:: Work to complete ::
**a.** Reproduce the additive manufacturing passage word for word between "The emergence and" and "jet engine parts.", inclusive.
**b.** Carry on writing the additive manufacturing passage from its last sentence.

:: Exercise passage ::
■ ■ ■ ■

The emergence and development of high-performance materials have benefited from the revolution in modern manufacturing technology, in which additive manufacturing (AM) is the most representative over the last four decades. AM, also known as 3D printing, refers to a family of layer-upon-layer building technologies capable of producing geometrically complex engineering parts with a short lead time [1]. Compared to the conventional processing route, AM can provide more design freedom and flexible manufacturability, which has played an increasingly vital role in many custom fields such as patient-specific implants for medical application and the complex hollow structure of jet engine parts.
Nowadays, AM is widely used to fabricate metallic materials such as steels, nonferrous alloys, and high entropy alloys [2,3,4,5,6]. The repetitive high thermal gradient during AM leads to microstructural development which significantly deviates from the equilibrium condition, thereby resulting in copious metastable microstructures including hierarchically heterogeneous microstructures, multiphase constituent, nanosized precipitates and dislocation network, enabling extraordinary mechanical behaviors compared to the counterparts made by conventional methods. AM of metal matrix composites (originally invented to combine the unique properties of metals) is another hot research field which has grown in recent years [7]. AM, particularly powder-based AM methods, is proven to be a useful and versatile composite manufacturing technique that facilitates the processing of reactive primary powders for creating new materials with different constituent phases. Several intractable issues, such as weak interface bonding, cracks at the interfaces, inhomogeneous dispersions of reinforcement and residual stress induced by thermal mismatches between composing phases, appearing in conventional synthesis, could also be effectively mitigated and solved by AM.

■ ■ ■ ■

:: Data under study ::
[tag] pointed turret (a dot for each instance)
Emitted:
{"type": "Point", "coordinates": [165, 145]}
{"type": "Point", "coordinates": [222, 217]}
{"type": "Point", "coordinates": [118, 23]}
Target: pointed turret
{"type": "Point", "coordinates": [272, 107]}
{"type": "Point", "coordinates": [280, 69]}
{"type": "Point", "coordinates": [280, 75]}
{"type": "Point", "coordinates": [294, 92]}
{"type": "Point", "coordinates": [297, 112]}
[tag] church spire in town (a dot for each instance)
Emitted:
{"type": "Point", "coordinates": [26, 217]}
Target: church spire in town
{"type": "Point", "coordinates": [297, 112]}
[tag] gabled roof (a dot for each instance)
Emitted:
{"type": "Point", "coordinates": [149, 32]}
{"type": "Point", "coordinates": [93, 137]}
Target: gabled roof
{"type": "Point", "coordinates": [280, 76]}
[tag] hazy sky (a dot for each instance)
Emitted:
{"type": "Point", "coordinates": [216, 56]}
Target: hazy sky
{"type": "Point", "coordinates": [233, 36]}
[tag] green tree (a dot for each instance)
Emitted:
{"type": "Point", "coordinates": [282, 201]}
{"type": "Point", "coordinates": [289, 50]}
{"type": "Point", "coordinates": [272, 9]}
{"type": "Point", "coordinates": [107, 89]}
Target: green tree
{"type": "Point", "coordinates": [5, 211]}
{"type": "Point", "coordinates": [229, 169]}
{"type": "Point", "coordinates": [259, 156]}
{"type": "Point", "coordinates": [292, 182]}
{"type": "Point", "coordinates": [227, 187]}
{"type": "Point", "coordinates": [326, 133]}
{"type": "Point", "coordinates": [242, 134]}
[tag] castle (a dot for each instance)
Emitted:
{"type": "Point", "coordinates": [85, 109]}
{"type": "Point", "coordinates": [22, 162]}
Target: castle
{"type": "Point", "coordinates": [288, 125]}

■ ■ ■ ■

:: Answers ::
**a.**
The emergence and development of high-performance materials have benefited from the revolution in modern manufacturing technology, in which additive manufacturing (AM) is the most representative over the last four decades. AM, also known as 3D printing, refers to a family of layer-upon-layer building technologies capable of producing geometrically complex engineering parts with a short lead time [1]. Compared to the conventional processing route, AM can provide more design freedom and flexible manufacturability, which has played an increasingly vital role in many custom fields such as patient-specific implants for medical application and the complex hollow structure of jet engine parts.

**b.**
In aiming to further develop additive manufactured alloys and composites, a full understanding of processing–microstructure–property relationships during AM is still the current scope for AM researchers, although great progress has already been made in respect of the large number of related papers published in recent years. The remaining critical challenges, including high production cost, the formation of various defects, and many inapplicable established theories in textbooks to explain physical metallurgy during AM, will continue to stimulate AM research [6], and we believe those challenges will be overcome in the near future.
In light of these contributions, the current Special Issue entitled “Additive Manufacturing of Alloys and Composites” welcomes these original research articles, state-of-the-art reviews, and perspectives on recent developments in additive-manufactured alloys and composites, which aims to provide analysis, solutions and support for creating more suitable materials for AM.
Conflicts of Interest
The authors declare no conflict of interest.